Aufgabenstellung 1
Für welchen Konzern übernimmt Giovanni laut dem Textauszug über die Bäuerin Annina Bott Service- und Montagedienste?

Textauszug
Annina Bott sieht aus wie eine Frau, die weiss, was sie will. Und eines wollte sie schon immer: Bäuerin werden. «Das war bei mir schon als kleines Mädchen ganz klar», sagt sie im Engadiner Dialekt, in dem man das Romanische immer ein bisschen mithört. Sie ist hier aufgewachsen, in Scuol, auf rund 1300 Metern Höhe, auf dem Bauernhof ihrer Eltern etwas abseits des Dorfes.

Die Mutter riet ihr damals, doch zuerst eine andere Lehre zu machen. Sie könne sich ja dann immer noch überlegen, ob eine Hofübernahme etwas für sie sei. Doch für Annina gab es da nicht viel zu überlegen. So besuchte sie die landwirtschaftliche Schule, machte anschliessend noch die Ausbildung zur Betriebsleiterin und lernte dabei auch ihren zukünftigen Ehemann und Betriebspartner Giovanni kennen: «Ich hatte immer als Ziel, einen Mann zu haben, der mir das Büro macht, nun bin ich diejenige, die am häufigsten im Büro sitzt.»

Er zog auf ihren Hof

Die Hofübergabe sei kein Problem gewesen, sagt Annina Bott. Der Vater hatte ihn so ausgebaut, dass er fit war für die Zukunft. Ihre älteren Geschwister hatten sich für andere Berufslehren entschieden. Und weil Anninas Elternhof grösser war als der von Giovanni, zog er zu ihr nach Scuol.

«Das war für ihn nicht immer ganz einfach», meint Annina heute. Denn auch Giovanni hatte bereits viel Engagement in den Ausbau seines elterlichen Hofs gesteckt. Ganz weggegeben ist dieser aber nicht: Die Familie hat ihn an einen Verwandten verpachtet. In Scuol hilft Giovanni im Auftrag der Gemeinde beim Winterdienst. «So kommt er auch ein bisschen unter die Leute hier in der Gemeinde», sagt Annina. Weiter geht Giovanni auch noch für den Milchwirtschaftstechnikkonzern DeLaval auf Service- und Montagedienst.

Die Kinder sollen dabei sein

Die Aufgaben der Betriebsleitung teilen sich die beiden. Man werde sich am Ende immer einig, auch wenn die Vorstellungen am Anfang manchmal auseinandergingen, sagt Annina. «Das eine Mal gibt das eine nach, das andere Mal eben das andere.»

Aufgabenstellung 2
Wähle aus den Zeilen unten jede aus, in der das Wort „flower“ vorkommt, und gib diese Zeilen unverändert wieder.

Übungsdaten
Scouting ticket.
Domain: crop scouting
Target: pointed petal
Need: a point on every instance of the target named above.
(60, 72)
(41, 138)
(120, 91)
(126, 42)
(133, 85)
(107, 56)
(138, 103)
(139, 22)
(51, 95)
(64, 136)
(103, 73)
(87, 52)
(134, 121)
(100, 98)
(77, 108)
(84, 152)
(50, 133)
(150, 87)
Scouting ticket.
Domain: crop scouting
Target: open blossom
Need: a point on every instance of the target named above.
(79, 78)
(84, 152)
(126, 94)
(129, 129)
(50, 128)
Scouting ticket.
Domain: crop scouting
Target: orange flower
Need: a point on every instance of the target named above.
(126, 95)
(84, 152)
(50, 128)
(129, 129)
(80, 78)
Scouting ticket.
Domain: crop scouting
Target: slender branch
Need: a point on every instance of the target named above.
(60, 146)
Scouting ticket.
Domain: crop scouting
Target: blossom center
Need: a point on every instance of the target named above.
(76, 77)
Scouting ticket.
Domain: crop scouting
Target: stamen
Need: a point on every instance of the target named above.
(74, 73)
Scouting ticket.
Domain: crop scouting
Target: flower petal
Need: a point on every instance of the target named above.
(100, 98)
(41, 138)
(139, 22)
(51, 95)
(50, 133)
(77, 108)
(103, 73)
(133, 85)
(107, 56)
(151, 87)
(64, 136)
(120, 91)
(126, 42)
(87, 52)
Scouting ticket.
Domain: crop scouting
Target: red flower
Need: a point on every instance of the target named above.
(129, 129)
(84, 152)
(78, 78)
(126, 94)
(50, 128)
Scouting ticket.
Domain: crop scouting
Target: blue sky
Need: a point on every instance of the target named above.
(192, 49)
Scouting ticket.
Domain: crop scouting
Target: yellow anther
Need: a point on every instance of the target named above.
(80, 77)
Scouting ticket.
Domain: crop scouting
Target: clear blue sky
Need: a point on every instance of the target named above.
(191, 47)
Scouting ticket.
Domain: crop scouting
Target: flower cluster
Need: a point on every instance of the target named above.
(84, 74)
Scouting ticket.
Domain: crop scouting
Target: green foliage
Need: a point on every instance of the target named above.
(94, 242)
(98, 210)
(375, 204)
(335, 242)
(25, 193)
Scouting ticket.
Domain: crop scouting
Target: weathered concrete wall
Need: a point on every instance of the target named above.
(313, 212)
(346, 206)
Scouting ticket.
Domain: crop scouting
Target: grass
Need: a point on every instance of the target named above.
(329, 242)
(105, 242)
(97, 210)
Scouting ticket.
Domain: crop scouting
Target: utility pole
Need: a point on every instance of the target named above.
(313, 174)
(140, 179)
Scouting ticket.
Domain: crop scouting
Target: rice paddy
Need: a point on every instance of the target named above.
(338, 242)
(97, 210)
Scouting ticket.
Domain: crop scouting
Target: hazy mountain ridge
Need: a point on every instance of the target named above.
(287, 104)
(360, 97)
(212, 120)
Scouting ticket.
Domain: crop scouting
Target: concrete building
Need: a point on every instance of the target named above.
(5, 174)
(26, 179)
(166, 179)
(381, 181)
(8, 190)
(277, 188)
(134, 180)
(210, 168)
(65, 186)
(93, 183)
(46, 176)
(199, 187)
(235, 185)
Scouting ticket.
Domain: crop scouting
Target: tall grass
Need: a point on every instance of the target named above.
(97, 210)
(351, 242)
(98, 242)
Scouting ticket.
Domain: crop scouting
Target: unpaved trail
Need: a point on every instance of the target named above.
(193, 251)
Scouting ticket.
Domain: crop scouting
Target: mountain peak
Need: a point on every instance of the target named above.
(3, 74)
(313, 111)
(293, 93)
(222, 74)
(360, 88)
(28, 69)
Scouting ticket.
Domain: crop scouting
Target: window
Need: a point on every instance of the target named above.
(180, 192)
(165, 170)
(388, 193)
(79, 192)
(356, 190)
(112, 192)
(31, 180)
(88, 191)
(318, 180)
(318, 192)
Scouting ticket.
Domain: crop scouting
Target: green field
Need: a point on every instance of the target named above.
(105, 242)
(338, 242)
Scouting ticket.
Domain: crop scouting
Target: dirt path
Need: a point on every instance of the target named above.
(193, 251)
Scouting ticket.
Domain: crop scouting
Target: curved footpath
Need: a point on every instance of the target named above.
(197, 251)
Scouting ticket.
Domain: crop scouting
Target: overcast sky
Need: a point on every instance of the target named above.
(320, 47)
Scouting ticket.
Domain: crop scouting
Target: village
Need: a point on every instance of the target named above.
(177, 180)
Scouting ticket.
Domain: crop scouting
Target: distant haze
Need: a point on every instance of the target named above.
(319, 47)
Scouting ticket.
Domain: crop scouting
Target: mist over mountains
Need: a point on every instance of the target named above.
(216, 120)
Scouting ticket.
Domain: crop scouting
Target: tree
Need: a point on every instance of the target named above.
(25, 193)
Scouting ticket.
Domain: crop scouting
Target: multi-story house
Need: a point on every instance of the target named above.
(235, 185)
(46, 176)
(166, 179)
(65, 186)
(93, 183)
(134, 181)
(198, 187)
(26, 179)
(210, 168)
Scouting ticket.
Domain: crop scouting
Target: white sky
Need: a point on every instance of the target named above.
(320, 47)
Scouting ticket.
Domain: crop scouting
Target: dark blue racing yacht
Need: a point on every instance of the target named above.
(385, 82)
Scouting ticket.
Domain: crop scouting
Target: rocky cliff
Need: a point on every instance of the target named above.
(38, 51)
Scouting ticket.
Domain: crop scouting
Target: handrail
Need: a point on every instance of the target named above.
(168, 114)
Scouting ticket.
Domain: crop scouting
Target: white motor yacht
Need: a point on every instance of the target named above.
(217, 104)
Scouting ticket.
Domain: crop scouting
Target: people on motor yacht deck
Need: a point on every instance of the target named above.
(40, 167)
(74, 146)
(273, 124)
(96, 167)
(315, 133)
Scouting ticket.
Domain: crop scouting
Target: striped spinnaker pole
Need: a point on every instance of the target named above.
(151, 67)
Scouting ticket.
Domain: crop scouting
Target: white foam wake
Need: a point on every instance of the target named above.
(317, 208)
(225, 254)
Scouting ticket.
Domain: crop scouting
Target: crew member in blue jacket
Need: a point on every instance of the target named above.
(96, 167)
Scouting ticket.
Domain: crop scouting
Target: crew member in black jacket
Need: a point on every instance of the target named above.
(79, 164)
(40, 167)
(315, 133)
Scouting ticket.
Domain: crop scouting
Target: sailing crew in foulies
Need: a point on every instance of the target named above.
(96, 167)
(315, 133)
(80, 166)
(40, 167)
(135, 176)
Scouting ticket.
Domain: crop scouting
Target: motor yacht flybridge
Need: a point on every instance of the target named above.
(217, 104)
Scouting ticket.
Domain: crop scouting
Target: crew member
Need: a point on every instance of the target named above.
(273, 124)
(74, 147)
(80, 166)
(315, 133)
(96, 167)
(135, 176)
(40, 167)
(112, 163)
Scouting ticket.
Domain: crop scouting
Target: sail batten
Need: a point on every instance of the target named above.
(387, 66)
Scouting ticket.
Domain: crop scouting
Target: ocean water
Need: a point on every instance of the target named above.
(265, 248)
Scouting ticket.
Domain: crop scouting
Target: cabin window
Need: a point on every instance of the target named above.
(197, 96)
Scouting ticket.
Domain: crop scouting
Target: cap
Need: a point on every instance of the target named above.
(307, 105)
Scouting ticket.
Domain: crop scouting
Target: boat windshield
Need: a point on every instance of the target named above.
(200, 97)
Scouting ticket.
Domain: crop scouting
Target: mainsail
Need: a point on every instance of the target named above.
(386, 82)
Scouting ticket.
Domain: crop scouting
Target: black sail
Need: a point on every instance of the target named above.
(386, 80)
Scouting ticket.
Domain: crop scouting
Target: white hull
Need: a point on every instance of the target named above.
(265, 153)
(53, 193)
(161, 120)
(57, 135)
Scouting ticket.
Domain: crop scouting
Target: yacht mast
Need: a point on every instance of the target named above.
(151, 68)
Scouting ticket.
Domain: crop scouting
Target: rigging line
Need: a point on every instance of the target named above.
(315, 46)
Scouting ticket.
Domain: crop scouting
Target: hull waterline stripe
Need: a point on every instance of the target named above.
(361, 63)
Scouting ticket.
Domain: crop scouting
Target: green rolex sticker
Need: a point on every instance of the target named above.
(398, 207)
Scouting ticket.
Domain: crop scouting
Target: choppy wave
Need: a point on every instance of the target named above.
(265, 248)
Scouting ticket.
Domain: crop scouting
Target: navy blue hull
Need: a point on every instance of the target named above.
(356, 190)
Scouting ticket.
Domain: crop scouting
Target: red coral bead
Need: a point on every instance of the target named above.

Richtige Antwort 1
Für den Milchwirtschaftstechnikkonzern DeLaval.

Richtige Antwort 2
Target: orange flower
Target: flower petal
Target: red flower
Target: flower cluster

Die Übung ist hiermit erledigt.